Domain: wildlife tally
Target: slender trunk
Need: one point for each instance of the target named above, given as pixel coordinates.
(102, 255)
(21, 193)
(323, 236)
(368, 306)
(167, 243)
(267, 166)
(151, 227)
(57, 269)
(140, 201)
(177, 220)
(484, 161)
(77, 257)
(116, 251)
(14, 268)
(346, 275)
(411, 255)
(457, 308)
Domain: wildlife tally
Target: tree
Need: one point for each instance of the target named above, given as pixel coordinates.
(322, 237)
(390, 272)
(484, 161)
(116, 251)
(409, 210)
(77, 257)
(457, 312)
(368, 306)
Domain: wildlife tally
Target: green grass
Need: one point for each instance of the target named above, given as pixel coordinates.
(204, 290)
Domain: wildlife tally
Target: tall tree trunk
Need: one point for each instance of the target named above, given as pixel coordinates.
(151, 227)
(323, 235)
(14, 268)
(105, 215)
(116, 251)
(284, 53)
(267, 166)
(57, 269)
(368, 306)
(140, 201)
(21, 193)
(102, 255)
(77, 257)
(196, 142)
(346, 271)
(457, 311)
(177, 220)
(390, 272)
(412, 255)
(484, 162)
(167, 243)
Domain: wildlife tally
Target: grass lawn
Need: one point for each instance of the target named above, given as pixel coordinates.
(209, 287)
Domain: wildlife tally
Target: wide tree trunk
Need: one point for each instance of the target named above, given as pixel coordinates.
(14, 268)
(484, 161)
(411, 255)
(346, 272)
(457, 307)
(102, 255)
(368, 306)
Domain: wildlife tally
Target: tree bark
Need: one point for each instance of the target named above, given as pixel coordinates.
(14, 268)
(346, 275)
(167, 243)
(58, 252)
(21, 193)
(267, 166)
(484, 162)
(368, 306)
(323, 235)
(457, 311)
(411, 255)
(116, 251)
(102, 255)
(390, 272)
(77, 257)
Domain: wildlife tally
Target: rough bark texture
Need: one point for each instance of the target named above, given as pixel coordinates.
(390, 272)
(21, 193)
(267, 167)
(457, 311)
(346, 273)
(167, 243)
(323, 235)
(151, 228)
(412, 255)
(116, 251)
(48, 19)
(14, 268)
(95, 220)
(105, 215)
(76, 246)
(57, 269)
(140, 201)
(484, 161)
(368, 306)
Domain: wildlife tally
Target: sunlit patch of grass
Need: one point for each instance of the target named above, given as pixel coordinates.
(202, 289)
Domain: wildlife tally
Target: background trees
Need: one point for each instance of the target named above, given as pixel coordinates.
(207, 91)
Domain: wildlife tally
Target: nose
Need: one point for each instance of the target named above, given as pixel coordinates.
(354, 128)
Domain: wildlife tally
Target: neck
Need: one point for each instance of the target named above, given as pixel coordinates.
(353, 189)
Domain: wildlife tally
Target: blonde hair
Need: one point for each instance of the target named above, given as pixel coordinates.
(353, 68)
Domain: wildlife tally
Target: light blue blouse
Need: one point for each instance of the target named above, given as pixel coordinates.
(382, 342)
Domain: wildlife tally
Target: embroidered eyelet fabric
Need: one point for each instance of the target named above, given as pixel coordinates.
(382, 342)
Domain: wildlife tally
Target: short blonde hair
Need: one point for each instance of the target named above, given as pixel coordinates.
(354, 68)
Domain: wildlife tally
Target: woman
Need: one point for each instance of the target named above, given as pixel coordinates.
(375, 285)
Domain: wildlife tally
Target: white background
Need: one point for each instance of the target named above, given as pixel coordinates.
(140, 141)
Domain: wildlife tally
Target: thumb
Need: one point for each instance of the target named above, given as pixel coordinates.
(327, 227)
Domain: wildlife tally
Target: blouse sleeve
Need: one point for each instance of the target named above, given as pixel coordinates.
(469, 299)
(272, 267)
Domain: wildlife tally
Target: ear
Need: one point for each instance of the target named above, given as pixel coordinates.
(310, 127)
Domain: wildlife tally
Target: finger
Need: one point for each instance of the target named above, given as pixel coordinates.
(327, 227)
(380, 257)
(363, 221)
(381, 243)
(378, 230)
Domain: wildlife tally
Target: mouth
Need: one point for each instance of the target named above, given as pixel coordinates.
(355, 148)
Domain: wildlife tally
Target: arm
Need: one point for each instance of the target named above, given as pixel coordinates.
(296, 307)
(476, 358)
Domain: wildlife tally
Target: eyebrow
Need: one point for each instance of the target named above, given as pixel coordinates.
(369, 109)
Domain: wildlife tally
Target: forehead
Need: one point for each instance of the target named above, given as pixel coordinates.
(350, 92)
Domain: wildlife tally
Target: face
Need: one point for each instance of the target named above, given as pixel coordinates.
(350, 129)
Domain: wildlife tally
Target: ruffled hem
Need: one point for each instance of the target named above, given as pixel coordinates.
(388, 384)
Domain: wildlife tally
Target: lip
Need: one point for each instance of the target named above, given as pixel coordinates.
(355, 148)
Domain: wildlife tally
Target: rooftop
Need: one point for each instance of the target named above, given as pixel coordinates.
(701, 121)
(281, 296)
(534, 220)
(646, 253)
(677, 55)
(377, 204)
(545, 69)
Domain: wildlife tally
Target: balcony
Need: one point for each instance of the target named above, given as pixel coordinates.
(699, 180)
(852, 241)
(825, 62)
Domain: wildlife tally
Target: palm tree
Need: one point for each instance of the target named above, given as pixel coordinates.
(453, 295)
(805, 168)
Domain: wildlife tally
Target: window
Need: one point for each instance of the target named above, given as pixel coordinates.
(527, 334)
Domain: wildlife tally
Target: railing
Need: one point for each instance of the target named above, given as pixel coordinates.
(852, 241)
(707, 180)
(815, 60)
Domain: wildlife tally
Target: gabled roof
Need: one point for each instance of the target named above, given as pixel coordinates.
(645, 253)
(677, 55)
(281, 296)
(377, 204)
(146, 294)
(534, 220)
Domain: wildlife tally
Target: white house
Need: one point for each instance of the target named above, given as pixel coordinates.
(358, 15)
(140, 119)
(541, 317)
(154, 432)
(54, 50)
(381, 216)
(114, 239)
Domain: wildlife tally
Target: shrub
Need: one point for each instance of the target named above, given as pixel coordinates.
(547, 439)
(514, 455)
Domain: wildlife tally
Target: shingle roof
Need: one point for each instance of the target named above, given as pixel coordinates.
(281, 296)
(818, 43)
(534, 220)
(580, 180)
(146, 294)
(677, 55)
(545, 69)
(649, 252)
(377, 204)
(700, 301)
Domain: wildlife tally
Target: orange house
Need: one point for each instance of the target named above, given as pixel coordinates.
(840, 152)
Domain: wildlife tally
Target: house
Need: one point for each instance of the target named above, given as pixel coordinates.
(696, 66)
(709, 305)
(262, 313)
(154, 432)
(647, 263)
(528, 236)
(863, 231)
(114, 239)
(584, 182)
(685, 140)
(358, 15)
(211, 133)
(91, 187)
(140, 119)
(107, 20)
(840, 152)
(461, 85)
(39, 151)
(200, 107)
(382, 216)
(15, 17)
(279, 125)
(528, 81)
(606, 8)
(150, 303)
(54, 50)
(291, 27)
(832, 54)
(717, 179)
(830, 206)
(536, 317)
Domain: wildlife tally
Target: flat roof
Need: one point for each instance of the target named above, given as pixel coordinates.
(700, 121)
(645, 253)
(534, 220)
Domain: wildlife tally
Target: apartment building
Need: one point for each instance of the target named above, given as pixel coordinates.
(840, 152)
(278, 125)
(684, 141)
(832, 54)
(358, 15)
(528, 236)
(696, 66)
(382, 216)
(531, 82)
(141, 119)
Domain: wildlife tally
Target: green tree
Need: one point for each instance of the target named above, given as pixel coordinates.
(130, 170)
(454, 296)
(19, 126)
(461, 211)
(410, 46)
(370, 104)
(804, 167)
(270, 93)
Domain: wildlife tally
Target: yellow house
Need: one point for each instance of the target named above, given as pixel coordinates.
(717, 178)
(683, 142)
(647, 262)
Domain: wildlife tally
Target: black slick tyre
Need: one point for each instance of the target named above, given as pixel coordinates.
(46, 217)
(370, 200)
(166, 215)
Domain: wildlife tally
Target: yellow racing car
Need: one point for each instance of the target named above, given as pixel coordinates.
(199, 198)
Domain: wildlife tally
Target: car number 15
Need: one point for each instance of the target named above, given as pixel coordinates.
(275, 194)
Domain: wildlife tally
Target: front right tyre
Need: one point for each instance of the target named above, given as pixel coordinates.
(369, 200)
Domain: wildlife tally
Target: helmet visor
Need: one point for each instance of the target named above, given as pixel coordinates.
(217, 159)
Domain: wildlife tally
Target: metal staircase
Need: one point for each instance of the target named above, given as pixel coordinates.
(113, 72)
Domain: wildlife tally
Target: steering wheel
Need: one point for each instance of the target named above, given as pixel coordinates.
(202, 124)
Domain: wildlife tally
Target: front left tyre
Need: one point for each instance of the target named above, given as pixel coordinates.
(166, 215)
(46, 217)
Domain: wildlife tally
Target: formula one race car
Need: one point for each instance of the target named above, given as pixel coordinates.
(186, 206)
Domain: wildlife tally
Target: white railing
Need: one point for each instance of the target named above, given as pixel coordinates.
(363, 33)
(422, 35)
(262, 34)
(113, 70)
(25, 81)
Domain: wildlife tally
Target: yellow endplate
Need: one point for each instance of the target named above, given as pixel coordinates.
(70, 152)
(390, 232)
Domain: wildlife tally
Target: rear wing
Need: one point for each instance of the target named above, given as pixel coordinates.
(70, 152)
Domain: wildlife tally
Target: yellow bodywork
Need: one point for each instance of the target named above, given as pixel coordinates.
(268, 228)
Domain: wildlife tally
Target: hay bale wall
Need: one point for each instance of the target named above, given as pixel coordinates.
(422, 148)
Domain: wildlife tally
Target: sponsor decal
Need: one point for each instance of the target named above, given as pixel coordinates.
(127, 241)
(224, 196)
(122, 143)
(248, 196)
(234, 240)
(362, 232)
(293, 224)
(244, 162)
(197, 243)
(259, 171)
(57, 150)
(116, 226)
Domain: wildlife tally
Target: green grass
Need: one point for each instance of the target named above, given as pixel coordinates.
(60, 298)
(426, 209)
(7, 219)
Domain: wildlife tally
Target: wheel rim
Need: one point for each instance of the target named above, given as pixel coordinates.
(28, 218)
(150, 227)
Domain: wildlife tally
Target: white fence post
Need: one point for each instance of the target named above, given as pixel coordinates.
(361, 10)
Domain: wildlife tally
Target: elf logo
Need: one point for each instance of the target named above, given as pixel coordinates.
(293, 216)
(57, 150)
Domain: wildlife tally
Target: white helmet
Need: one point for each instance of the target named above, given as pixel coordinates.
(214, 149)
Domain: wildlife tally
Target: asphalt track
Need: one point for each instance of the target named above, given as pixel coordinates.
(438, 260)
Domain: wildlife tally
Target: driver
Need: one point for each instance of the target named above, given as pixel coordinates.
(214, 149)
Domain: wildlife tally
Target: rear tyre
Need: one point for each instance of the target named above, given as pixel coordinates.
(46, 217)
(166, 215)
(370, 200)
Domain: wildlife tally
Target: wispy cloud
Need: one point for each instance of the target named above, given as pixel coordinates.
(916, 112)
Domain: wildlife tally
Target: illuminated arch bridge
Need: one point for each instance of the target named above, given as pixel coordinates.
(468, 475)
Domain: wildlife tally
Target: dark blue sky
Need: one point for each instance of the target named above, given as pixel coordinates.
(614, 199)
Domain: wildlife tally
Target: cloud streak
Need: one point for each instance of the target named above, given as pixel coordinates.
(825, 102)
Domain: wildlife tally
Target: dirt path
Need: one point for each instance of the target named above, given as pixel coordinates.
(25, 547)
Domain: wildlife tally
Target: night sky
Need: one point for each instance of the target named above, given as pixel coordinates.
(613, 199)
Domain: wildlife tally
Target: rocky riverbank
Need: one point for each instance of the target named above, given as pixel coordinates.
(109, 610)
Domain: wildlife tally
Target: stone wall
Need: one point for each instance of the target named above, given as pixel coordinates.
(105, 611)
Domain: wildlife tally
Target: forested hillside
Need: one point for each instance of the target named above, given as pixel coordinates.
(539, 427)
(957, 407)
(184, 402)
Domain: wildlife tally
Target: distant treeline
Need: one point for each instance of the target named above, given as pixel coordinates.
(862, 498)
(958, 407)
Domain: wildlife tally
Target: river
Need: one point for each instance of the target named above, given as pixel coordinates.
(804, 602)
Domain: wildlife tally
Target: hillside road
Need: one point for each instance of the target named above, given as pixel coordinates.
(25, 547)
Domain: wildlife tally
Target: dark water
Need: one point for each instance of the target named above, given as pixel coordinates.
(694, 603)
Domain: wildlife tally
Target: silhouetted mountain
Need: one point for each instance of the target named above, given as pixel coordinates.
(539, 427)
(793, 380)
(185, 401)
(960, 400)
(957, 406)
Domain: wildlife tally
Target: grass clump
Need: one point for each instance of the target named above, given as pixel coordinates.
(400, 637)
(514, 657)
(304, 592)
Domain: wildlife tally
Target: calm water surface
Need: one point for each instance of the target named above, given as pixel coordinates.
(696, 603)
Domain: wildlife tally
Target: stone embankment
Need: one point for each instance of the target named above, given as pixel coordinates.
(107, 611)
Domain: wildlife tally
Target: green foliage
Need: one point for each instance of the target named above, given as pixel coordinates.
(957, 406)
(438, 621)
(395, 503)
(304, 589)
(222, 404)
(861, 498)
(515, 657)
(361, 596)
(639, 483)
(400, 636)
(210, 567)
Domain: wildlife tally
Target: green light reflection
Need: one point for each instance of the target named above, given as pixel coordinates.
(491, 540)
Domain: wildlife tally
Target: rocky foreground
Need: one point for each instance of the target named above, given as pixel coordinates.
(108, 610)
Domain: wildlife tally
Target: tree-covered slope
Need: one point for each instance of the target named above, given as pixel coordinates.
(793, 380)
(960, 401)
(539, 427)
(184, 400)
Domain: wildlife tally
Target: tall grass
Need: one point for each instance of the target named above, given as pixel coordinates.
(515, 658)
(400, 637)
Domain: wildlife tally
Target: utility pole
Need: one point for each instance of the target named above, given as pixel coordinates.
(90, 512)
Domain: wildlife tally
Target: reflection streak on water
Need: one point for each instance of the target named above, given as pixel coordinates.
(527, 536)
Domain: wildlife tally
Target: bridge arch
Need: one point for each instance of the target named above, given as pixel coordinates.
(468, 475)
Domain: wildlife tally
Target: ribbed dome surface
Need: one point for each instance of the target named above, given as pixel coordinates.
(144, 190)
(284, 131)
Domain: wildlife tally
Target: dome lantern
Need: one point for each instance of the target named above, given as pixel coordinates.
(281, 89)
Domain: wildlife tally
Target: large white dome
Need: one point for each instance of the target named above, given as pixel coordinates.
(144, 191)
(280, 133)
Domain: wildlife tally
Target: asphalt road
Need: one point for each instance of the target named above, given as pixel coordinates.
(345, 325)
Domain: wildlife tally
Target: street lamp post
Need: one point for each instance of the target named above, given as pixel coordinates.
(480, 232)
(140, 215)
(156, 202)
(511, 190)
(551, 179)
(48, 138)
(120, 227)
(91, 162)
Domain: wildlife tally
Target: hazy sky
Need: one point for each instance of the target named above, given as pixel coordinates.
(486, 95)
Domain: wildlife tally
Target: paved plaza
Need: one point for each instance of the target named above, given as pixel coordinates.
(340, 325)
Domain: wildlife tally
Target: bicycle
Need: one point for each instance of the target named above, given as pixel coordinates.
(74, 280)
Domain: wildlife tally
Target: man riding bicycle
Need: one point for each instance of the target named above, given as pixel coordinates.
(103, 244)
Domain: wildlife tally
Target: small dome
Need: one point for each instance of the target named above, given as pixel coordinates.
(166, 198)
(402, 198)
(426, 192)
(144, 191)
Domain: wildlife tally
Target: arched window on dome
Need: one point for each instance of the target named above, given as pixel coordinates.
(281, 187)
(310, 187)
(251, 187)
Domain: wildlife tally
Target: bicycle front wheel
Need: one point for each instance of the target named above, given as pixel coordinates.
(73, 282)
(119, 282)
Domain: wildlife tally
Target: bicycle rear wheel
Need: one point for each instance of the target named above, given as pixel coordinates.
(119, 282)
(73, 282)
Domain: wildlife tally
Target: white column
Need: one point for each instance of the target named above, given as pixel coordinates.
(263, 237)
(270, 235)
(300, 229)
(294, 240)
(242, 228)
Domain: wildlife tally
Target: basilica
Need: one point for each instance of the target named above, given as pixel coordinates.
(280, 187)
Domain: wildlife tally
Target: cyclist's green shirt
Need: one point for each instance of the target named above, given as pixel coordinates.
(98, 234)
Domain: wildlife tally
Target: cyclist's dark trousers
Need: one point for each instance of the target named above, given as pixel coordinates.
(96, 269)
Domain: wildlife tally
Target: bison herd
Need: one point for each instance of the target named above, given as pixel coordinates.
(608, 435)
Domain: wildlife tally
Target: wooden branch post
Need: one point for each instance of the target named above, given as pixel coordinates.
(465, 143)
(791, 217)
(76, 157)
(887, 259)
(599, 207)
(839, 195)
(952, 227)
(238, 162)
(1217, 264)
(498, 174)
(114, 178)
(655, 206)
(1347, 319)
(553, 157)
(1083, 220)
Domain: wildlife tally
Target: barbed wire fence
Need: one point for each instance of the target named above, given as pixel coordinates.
# # # #
> _Exercise requirements_: Copy out every line from the rows above that contains the string "rear". Matching is case-sensitive.

> _Exercise solution_:
Target: rear wing
Target: rear tyre
Target: bicycle rear wheel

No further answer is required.